• **DATASET RECORDS**:
####################

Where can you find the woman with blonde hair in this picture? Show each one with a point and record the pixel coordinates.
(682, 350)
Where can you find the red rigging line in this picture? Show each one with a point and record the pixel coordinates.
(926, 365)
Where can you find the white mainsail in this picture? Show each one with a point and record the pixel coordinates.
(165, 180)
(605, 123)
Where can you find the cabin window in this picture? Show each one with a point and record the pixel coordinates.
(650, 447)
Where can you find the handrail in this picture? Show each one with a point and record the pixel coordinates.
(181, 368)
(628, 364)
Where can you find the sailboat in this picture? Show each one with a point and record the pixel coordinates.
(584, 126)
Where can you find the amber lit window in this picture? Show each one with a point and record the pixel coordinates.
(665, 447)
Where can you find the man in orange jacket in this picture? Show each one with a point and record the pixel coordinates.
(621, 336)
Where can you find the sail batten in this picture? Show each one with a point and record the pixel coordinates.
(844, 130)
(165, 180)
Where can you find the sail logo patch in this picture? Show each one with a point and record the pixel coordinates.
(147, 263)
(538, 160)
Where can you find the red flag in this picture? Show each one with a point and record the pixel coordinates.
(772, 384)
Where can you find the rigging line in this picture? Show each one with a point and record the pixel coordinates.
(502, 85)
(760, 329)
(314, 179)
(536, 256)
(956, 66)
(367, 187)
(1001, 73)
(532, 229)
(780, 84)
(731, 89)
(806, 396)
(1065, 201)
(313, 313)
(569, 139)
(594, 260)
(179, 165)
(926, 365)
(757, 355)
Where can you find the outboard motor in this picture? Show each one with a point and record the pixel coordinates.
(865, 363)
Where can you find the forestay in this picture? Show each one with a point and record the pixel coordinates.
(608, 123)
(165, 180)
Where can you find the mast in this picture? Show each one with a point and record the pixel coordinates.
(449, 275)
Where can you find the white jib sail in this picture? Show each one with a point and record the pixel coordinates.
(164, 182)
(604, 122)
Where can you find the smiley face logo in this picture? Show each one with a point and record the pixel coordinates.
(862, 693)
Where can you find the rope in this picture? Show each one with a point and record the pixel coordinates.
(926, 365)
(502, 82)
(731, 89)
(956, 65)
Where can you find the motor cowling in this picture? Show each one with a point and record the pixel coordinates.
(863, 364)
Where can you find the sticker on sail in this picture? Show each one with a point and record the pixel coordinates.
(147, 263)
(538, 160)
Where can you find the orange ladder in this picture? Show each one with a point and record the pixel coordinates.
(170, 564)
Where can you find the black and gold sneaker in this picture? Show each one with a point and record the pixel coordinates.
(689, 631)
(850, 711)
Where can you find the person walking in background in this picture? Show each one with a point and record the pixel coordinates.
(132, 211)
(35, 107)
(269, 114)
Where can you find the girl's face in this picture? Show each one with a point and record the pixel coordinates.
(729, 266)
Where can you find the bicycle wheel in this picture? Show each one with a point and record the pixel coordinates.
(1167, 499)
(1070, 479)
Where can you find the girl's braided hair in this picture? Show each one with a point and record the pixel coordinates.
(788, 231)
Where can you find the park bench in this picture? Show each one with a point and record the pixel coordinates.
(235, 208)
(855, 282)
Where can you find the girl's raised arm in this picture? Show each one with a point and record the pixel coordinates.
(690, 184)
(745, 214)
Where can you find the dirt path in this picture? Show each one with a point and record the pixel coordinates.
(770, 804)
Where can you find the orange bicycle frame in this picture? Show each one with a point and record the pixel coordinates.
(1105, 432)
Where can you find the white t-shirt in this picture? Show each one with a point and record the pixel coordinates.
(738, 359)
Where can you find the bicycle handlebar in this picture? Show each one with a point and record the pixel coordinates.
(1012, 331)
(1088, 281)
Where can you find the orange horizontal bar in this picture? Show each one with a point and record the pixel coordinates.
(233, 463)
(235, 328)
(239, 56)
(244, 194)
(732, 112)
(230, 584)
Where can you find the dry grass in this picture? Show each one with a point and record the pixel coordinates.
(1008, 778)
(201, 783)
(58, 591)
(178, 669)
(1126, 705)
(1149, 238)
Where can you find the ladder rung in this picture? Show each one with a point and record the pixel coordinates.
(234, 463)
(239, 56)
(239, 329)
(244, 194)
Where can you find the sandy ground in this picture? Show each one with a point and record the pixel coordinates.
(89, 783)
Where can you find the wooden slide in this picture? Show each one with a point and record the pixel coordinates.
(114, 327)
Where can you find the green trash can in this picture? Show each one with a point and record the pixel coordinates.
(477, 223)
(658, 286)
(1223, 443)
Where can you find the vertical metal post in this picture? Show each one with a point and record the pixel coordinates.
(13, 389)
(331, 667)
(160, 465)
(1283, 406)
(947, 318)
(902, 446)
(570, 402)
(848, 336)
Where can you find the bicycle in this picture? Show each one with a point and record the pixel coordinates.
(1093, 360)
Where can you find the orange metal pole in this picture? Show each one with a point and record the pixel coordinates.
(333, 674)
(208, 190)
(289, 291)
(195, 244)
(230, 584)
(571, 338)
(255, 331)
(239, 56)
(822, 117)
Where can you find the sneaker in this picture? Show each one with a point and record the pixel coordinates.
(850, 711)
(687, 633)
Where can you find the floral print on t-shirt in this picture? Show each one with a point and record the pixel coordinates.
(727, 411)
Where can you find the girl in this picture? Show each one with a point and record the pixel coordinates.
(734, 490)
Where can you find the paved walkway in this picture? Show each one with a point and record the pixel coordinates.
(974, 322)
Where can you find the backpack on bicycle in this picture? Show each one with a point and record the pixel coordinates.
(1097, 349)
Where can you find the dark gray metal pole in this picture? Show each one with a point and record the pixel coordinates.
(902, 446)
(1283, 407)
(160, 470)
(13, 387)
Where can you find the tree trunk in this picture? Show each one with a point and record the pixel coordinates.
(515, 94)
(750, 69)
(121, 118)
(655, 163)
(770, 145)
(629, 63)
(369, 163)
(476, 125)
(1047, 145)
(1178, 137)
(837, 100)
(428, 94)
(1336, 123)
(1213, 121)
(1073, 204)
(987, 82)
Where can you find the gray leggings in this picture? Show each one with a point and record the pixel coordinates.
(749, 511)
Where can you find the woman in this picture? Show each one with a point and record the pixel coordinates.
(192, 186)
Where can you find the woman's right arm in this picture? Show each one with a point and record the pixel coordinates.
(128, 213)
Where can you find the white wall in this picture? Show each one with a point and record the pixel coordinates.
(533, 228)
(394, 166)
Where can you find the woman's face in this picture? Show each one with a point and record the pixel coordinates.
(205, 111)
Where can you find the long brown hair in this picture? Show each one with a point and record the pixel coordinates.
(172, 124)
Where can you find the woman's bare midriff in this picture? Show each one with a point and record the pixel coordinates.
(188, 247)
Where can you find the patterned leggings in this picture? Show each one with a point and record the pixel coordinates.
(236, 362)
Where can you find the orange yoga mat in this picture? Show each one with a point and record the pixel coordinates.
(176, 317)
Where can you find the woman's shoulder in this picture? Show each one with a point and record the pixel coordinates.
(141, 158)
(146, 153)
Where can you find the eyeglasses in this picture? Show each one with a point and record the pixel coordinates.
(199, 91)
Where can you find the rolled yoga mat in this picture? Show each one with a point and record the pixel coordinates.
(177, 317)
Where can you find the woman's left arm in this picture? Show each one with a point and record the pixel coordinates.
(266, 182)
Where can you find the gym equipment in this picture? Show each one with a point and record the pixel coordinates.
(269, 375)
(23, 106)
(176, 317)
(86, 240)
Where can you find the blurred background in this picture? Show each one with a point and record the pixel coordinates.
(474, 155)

####################

• **STATED TASK**:
Reproduce the listing in full. Keep it exactly as written.

• **TASK RESULT**:
Where can you find the woman with blonde hair in this picture? Show each one with a point and record the pixel coordinates.
(682, 350)
Where can you find the red rigging line in this picture? Show each one with a point and record the pixel coordinates.
(926, 365)
Where can you find the white mainsail in this picture? Show each one with a point and record the pixel coordinates.
(165, 180)
(605, 123)
Where can you find the cabin window in this picture? Show each one with a point and record the pixel coordinates.
(650, 447)
Where can you find the handrail in this picture? Show each one with a point and record the pixel coordinates.
(181, 368)
(628, 364)
Where can you find the sailboat in this picture? Show each one with a point and record the pixel coordinates.
(584, 126)
Where can you find the amber lit window in this picture? Show each one with a point and record the pixel coordinates.
(665, 447)
Where can you find the man in orange jacket in this picture? Show each one with a point and record the pixel coordinates.
(621, 336)
Where can you find the sail batten in this picture? Show each one with a point and record the pixel coordinates.
(844, 130)
(165, 180)
Where can you find the sail logo patch in this picture? Show each one with a point and record the pixel coordinates.
(147, 263)
(538, 160)
Where can you find the red flag in this picture? Show each one with a point and record the pixel coordinates.
(772, 384)
Where can you find the rigging line in this picture? Show each one with a point and record the pixel coordinates.
(502, 85)
(760, 329)
(314, 179)
(536, 256)
(956, 66)
(367, 187)
(1001, 73)
(532, 229)
(780, 84)
(731, 89)
(806, 396)
(1065, 201)
(313, 313)
(569, 139)
(594, 260)
(179, 165)
(926, 365)
(757, 355)
Where can you find the outboard motor in this picture? Show each one with a point and record the pixel coordinates.
(865, 363)
Where can you find the forestay in this picture? Show each one with a point and record the pixel coordinates.
(608, 123)
(165, 180)
Where can you find the mast in this picture? Show each one with a point and record the pixel coordinates.
(449, 275)
Where can you find the white jib sail in this picture? Show each one with a point and record the pixel coordinates.
(164, 182)
(604, 122)
Where can you find the smiley face logo in this picture? Show each one with a point and record the pixel coordinates.
(862, 693)
Where can you find the rope in this picture? Show each one with a point and record the pixel coordinates.
(926, 365)
(502, 82)
(731, 89)
(956, 65)
Where can you find the motor cowling in this picture? Show each one with a point and record the pixel coordinates.
(863, 364)
Where can you find the sticker on sail in this picture? Show each one with a point and record the pixel coordinates.
(147, 263)
(538, 160)
Where can you find the orange ladder in this picture? Show each one with a point and record the pixel coordinates.
(170, 564)
Where can you find the black and gold sneaker in this picture? Show each one with a point and record the pixel coordinates.
(689, 631)
(850, 711)
Where can you find the person walking in background in this picture? Show each one with a point and record the pixel coordinates.
(132, 211)
(35, 107)
(269, 114)
Where can you find the girl's face in this picture? Show each one with a point and record the pixel coordinates.
(729, 266)
Where can you find the bicycle wheel in this picture? Show each one with a point and record the pixel coordinates.
(1167, 499)
(1070, 479)
Where can you find the girl's braided hair in this picture? Show each one with a point and record the pixel coordinates.
(788, 231)
Where can you find the park bench in this picture? Show each one with a point and record the pixel coordinates.
(235, 208)
(855, 282)
Where can you find the girl's raised arm in this picture? Show each one with a point and record the pixel coordinates.
(690, 184)
(745, 214)
Where can you find the dirt path in this picture? Show each one with a point and record the pixel coordinates.
(770, 804)
Where can you find the orange bicycle frame in this picture? Show each one with a point and record the pixel coordinates.
(1105, 432)
Where can you find the white t-shirt in this picture? Show each one with a point and record the pixel coordinates.
(738, 359)
Where can you find the bicycle handlebar in this picture? Show each one with a point and record the pixel coordinates.
(1012, 331)
(1088, 281)
Where can you find the orange horizontal bar in this picture? Show each one with a point and record the pixel coordinates.
(233, 463)
(235, 328)
(239, 56)
(244, 194)
(732, 112)
(230, 584)
Where can you find the dry grass in this picture? Show each one with a point and record the pixel coordinates.
(1008, 778)
(201, 783)
(58, 591)
(178, 669)
(1126, 705)
(1149, 238)
Where can you find the ladder rung in this picture? Show each one with a point and record the pixel coordinates.
(234, 463)
(239, 56)
(239, 329)
(244, 194)
Where can you find the sandy ground in this picture? Show each one with a point and record the pixel coordinates.
(89, 783)
Where can you find the wooden slide in this picture? Show each one with a point and record the pixel coordinates.
(114, 327)
Where can you find the green trash can in this picture? Show each one with a point and record the pixel coordinates.
(477, 223)
(658, 286)
(1223, 443)
Where can you find the vertical metal post in this picture? Show each one with a point and record the pixel coordinates.
(13, 389)
(331, 667)
(160, 465)
(1283, 406)
(947, 318)
(902, 446)
(570, 402)
(848, 336)
Where can you find the bicycle in this picture? Show each one with a point and record the pixel coordinates.
(1093, 360)
Where can you find the orange metal pole in this picture? Show each one with a point and record the pixel coordinates.
(333, 674)
(208, 190)
(289, 291)
(195, 244)
(230, 584)
(571, 338)
(255, 331)
(239, 56)
(822, 117)
Where can you find the sneaker in this picture? Show each one with a point and record the pixel coordinates.
(850, 711)
(687, 633)
Where can you find the floral print on t-shirt in this picture? Show each one with a point and record the pixel coordinates.
(727, 411)
Where can you find the girl in this picture? Show each one with a point and record the pixel coordinates.
(734, 490)
Where can you find the paved walkway in this picture? Show each one with a point and record the pixel coordinates.
(974, 322)
Where can you find the backpack on bicycle in this picture? Show each one with a point and record the pixel coordinates.
(1097, 349)
Where can you find the dark gray metal pole in this picture? Show each one with a point and record the pixel coordinates.
(902, 446)
(1283, 407)
(160, 470)
(13, 387)
Where can you find the tree trunk in this picture? Show each one with a point and record the pixel coordinates.
(515, 94)
(750, 69)
(121, 118)
(655, 163)
(770, 145)
(629, 63)
(369, 163)
(476, 125)
(1047, 145)
(1178, 137)
(837, 100)
(428, 94)
(1336, 123)
(1213, 121)
(1073, 204)
(987, 82)
Where can you find the gray leggings in this picture? Show each one with a point and record the pixel coordinates.
(749, 511)
Where can you find the woman in this picture? Show each one with a point and record the pixel coordinates.
(192, 186)
Where can you find the woman's right arm in this picture? Show each one with a point and record the pixel coordinates.
(128, 213)
Where can you find the white wall in this picture? Show each one with a point and record the pixel coordinates.
(533, 228)
(394, 166)
Where can you find the woman's face in this picture? Show each one with a point and record the pixel coordinates.
(205, 111)
Where can you find the long brown hair in this picture? Show each one with a point and record the pixel coordinates.
(172, 124)
Where can you find the woman's bare midriff in this picture? Show each one with a point and record the pixel coordinates.
(188, 247)
Where can you find the patterned leggings in this picture? Show each one with a point and record the pixel coordinates.
(236, 362)
Where can you find the orange yoga mat in this picture? Show each one with a point and record the pixel coordinates.
(176, 317)
Where can you find the woman's shoulder in this picture? Show each one with a point and record the pixel coordinates.
(141, 158)
(146, 153)
Where can you find the eyeglasses in this picture? Show each one with a point and record the pixel coordinates.
(199, 91)
Where can you find the rolled yoga mat in this picture? Show each one with a point and record the pixel coordinates.
(177, 317)
Where can you find the woman's left arm in this picture? Show each one with a point and record the pixel coordinates.
(266, 182)
Where can you find the gym equipment in this picture? Show each one with a point and record the pixel coordinates.
(269, 375)
(23, 106)
(176, 317)
(86, 240)
Where can you find the blurred background in this picture? Show each one with a point and record the pixel coordinates.
(474, 155)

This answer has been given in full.